_TASK LIST_
**a.** In the CCE FIFO patch notes, which packet type is handled as a NOP?
**b.** Extend the CCE FIFO patch notes past their final sentence.

_TEXT EXTRACT_
----------
While drivers use bus mastering modes, PIO is the simplest place to start.
This implements the PM4_FIFO_DATA_EVEN/ODD registers. Writing to these
registers in sequence places packets into the CCE FIFO directly without
need for a ring buffer. This enables testing of the CCE packet processing
itself. Ring buffer registers will follow in a future patch.

Type-0 and Type-1 packets write to registers. Type-2 packets are NOPs.
Type-3 packet headers are parsed but only logged as of now.

Hardware testing and poking at the microcode suggests that Type-0/1/2
packets may be implemented in hardware and not the microcode. Type-3,
however, definitely depends on the microcode.
----------
_MATERIAL PROVIDED_

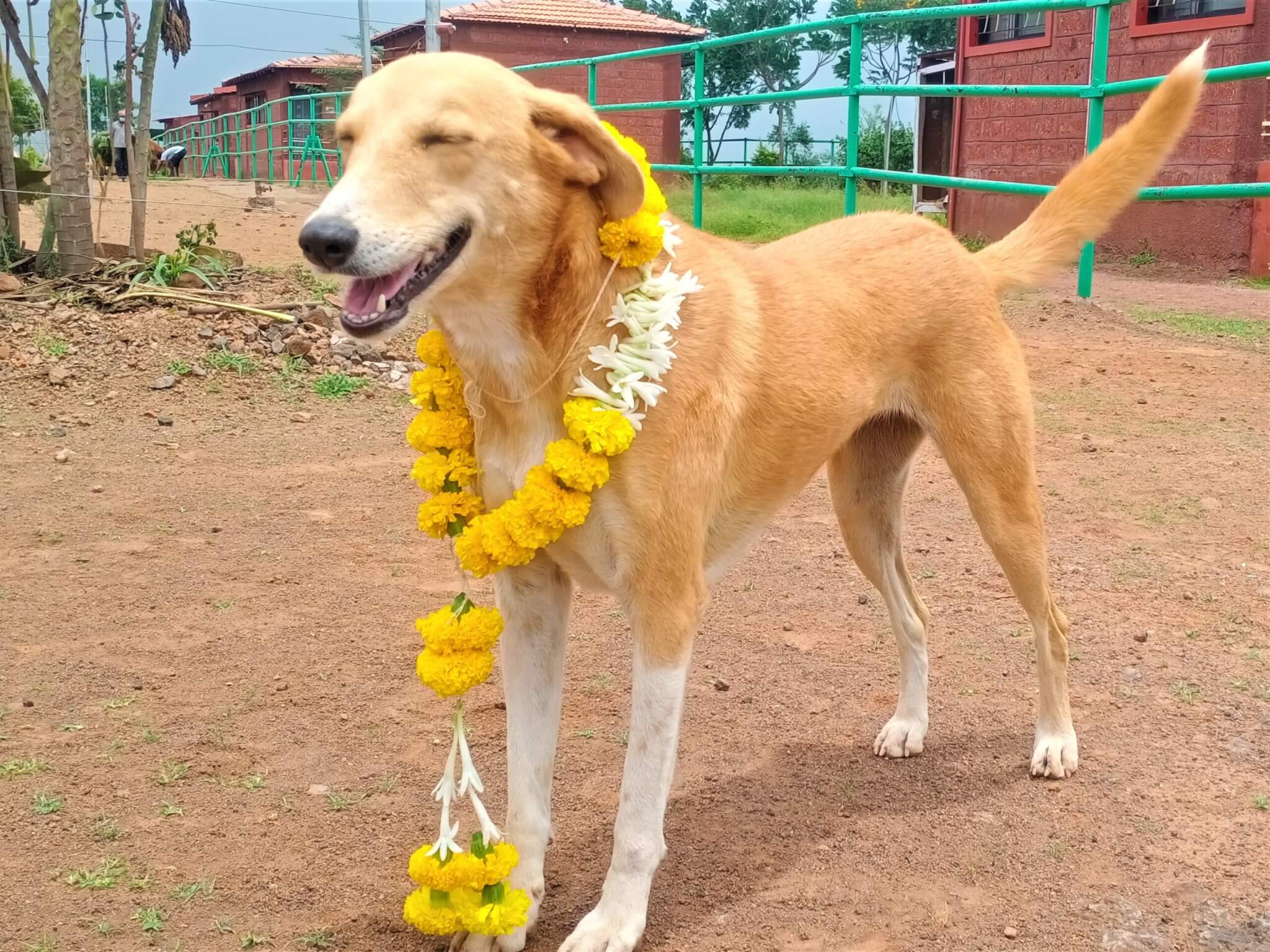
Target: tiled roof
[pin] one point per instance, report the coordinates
(575, 14)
----------
_ANSWERS TO THE PROBLEMS_
**a.** Type-2 packets are NOPs.

**b.**
Signed-off-by: Chad Jablonski <[email protected]>
---
 hw/display/ati.c        |  10 +++
 hw/display/ati_cce.c    | 156 ++++++++++++++++++++++++++++++++++++++++
 hw/display/ati_cce.h    |  56 +++++++++++++++
 hw/display/meson.build  |   2 +-
 hw/display/trace-events |   9 +++
 5 files changed, 232 insertions(+), 1 deletion(-)
 create mode 100644 hw/display/ati_cce.c

diff --git a/hw/display/ati.c b/hw/display/ati.c
index 82450c0331..e7ba202bbd 100644
--- a/hw/display/ati.c
+++ b/hw/display/ati.c
@@ -1117,6 +1117,16 @@ void ati_reg_write(ATIVGAState *s, hwaddr addr,
         s->cce.freerun = data & PM4_MICRO_FREERUN;
         break;
     }
+    case PM4_FIFO_DATA_EVEN:
+        /* fall through */
+    case PM4_FIFO_DATA_ODD:
+        /*
+         * Real hardware does seem to behave differently when the even/odd
+         * sequence is not strictly adhered to but it's difficult to determine
+         * exactly what is happenning. So for now we treat them the same.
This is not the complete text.